> Teks Bacaan:
____________
Kereta Api Cibatu-Garut, Reaktivasi yang Layak Dirayakan

Kereta Api Cibatu-Garut, Reaktivasi yang Layak Dirayakan (Kereta Garut Bag. 1)

Kereta Api Cibatu-Garut, Reaktivasi yang Layak Dirayakan (Kereta Garut Bag. 1)

“Saya ingin mengembalikan budaya naik kereta. Saya ingin Jawa Barat seperti Eropa, masyarakat ke mana-mana bisa naik kereta karena nyaman dan terintegrasi,” – Ridwan Kamil, Gubernur Provinsi Jawa Barat[1].

Jalur kereta api antara Cibatu dan Garut merupakan salah satu jalur yang diaktifkan kembali oleh Pemerintah Provinsi Jawa Barat dan PT Kereta Api Indonesia (PT KAI). Hal ini menjadi semacam titik awal bagi pengaktifan kembali jalur-jalur lama yang sempat dibiarkan mati di kawasan Priangan[2]. Ada beberapa jalur kereta api yang menunggu untuk diaktifkan kembali. Pengaktifan ini tidak hanya akan membangkitkan memori lama akan keberadaan jalur kereta api dan pengaruhnya terhadap wilayah yang dilalui. Tapi yang lebih penting, menjadi harapan bagi terciptanya mobilitas penduduk dan barang yang lebih baik di masa depan.

Priangan, negeri para dewa. Kawasan ini pada awalnya merupakan kawasan sepi, dengan sedikit manusia yang terpisah dari hingar bingar dunia luar. Mereka bekerja sebagai peladang yang selalu berpindah dari satu ladang ke ladang lainnya. Keadaan ini berubah setelah pihak-pihak luar ikut campur merusuhi yang membuat daerah ini perlahan menjadi pusat ekonomi baru bagi kaum kolonial. Di sana, tanaman konsumsi yang laku di pasaran dunia mulai ditanam. Dari perkebunan pemerintah sampai perkebunan swasta yang dibangun dan dihampar di bukit-bukit pedalaman. Para penduduk Priangan pun dipaksa untuk diam, tak bisa lagi bebas berpindah dari satu tempat ke tempat lainnya.

Sampai akhir abad 19, transportasi menjadi masalah terbesar bagi daerah yang kaya dengan hasil alamnya itu. Kondisi jalan yang jelek dan belum tersedianya sarana transportasi yang memadai, membuat pengangkutan hasil perkebunan dalam skala besar, sulit dilakukan[3]. Orang-orang kulit putih pun kemudian sadar dengan keadaan ini dan memutuskan untuk membangun jalur kereta api di Priangan, akhir abad 19 .

Ada banyak keajaiban yang dibutuhkan ketika pemerintah Hindia Belanda akan membangun jaringan kereta api ke Priangan. Keuntungan besar memang menunggu jika jalur kereta api ini berhasil diwujudkan. Tapi sebelumnya, mereka harus menaklukan tantangan alam yang ada. Tantangan yang membuat beberapa orang pesimis, jika kereta api bisa dibangun di tanah yang bergunung dan memiliki banyak sungai itu.
____________
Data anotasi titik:

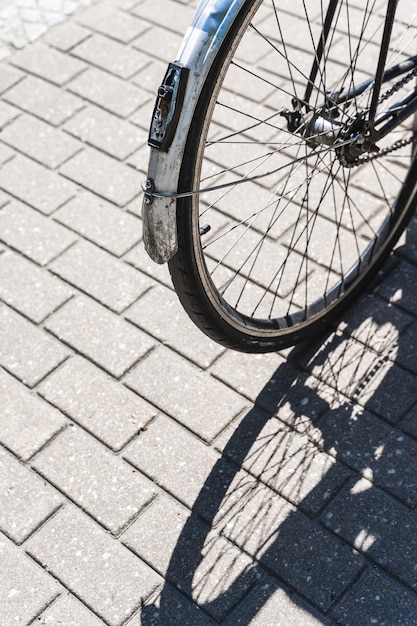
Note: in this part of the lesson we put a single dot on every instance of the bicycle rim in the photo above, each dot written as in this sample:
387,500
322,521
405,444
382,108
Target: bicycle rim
294,227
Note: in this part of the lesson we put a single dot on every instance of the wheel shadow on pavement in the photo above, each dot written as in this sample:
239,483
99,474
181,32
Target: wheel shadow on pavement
308,515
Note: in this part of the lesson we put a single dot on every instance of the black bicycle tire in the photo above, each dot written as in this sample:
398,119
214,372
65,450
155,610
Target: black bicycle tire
185,268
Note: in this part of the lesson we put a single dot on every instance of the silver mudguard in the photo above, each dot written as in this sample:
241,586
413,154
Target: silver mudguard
174,109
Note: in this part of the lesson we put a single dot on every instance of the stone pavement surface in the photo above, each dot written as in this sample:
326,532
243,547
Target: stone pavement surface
149,477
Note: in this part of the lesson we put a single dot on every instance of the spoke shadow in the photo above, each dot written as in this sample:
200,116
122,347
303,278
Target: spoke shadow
316,486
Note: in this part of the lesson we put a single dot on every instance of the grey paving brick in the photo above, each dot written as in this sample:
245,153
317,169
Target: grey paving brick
166,453
110,92
101,222
66,35
271,603
409,423
30,290
109,21
68,611
156,43
103,175
300,551
25,589
377,599
166,13
216,580
111,56
9,76
26,351
101,405
48,63
32,234
40,141
373,448
99,334
166,608
378,526
108,280
6,153
35,185
44,100
7,113
390,289
106,132
370,379
283,459
377,324
170,325
95,567
26,501
98,481
189,394
28,422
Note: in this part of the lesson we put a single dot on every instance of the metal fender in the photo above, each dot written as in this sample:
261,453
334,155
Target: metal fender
174,108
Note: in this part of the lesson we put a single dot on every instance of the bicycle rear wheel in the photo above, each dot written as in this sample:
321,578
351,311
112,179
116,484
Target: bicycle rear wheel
292,224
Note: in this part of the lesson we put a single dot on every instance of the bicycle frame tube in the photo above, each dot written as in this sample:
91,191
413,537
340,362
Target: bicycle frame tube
201,43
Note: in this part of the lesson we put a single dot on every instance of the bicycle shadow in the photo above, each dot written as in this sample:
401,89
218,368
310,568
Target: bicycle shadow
316,486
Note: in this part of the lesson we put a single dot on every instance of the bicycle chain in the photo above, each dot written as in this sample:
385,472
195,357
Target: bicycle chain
398,144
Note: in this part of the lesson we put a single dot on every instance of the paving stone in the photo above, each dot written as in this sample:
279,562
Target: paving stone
44,100
189,394
101,222
26,501
377,324
40,141
35,185
107,280
378,526
106,132
28,422
373,448
166,453
166,608
68,611
409,423
9,76
109,341
270,603
30,290
171,325
204,565
48,63
7,113
165,13
394,288
109,21
25,589
312,560
377,599
111,56
95,567
156,43
103,175
66,35
93,477
6,153
92,399
110,92
32,234
26,351
283,459
370,379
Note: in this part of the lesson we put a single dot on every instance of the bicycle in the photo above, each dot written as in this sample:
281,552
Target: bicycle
283,162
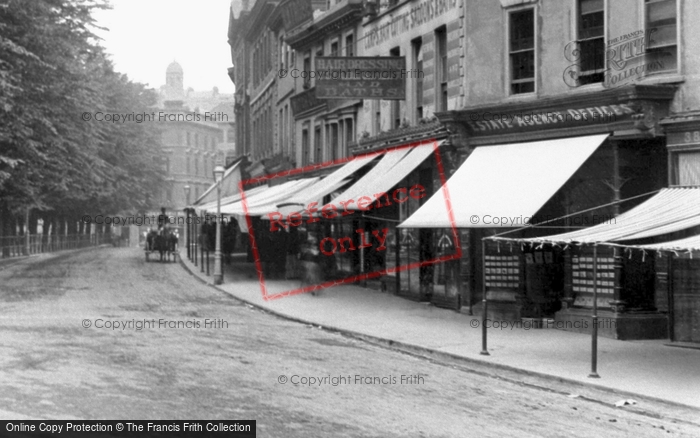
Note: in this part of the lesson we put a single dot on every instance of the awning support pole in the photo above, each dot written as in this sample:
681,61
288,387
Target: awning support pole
670,292
594,318
484,349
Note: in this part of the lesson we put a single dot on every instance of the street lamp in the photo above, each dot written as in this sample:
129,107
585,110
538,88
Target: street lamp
187,222
218,274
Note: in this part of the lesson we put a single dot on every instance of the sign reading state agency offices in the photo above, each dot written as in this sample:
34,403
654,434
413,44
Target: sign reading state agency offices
361,77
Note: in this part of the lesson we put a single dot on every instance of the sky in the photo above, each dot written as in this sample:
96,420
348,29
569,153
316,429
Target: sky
145,36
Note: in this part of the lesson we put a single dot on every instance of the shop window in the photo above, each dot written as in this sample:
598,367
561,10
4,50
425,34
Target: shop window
334,142
377,117
305,147
334,48
318,145
441,73
688,165
416,47
661,16
395,104
349,134
307,68
591,39
281,54
350,45
522,51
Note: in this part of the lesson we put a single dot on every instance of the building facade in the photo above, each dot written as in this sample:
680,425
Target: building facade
192,140
524,76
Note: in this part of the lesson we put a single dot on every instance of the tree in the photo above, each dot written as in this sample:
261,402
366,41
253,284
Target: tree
52,71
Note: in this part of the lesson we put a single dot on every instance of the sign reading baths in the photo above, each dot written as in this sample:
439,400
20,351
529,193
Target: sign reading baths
361,77
395,25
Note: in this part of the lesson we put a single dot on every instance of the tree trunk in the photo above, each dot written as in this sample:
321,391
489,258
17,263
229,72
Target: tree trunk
5,220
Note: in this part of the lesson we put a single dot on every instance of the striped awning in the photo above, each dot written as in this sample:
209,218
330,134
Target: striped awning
504,181
389,171
670,210
681,245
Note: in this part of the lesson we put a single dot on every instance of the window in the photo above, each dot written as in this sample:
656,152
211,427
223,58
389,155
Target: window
688,168
305,147
318,145
280,130
377,117
663,46
441,72
522,51
281,53
349,45
416,47
591,38
349,136
395,104
307,68
335,146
____________
> Tujuan Tugas:
Tulis kembali seluruh bagian teks tentang jalur kereta api Cibatu-Garut, dari "Sampai akhir abad" sampai "banyak sungai itu.", dan ganti "Priangan" dengan "Parahyangan".

> Pembahasan Soal:
Sampai akhir abad 19, transportasi menjadi masalah terbesar bagi daerah yang kaya dengan hasil alamnya itu. Kondisi jalan yang jelek dan belum tersedianya sarana transportasi yang memadai, membuat pengangkutan hasil perkebunan dalam skala besar, sulit dilakukan[3]. Orang-orang kulit putih pun kemudian sadar dengan keadaan ini dan memutuskan untuk membangun jalur kereta api di Parahyangan, akhir abad 19 .

Ada banyak keajaiban yang dibutuhkan ketika pemerintah Hindia Belanda akan membangun jaringan kereta api ke Parahyangan. Keuntungan besar memang menunggu jika jalur kereta api ini berhasil diwujudkan. Tapi sebelumnya, mereka harus menaklukan tantangan alam yang ada. Tantangan yang membuat beberapa orang pesimis, jika kereta api bisa dibangun di tanah yang bergunung dan memiliki banyak sungai itu.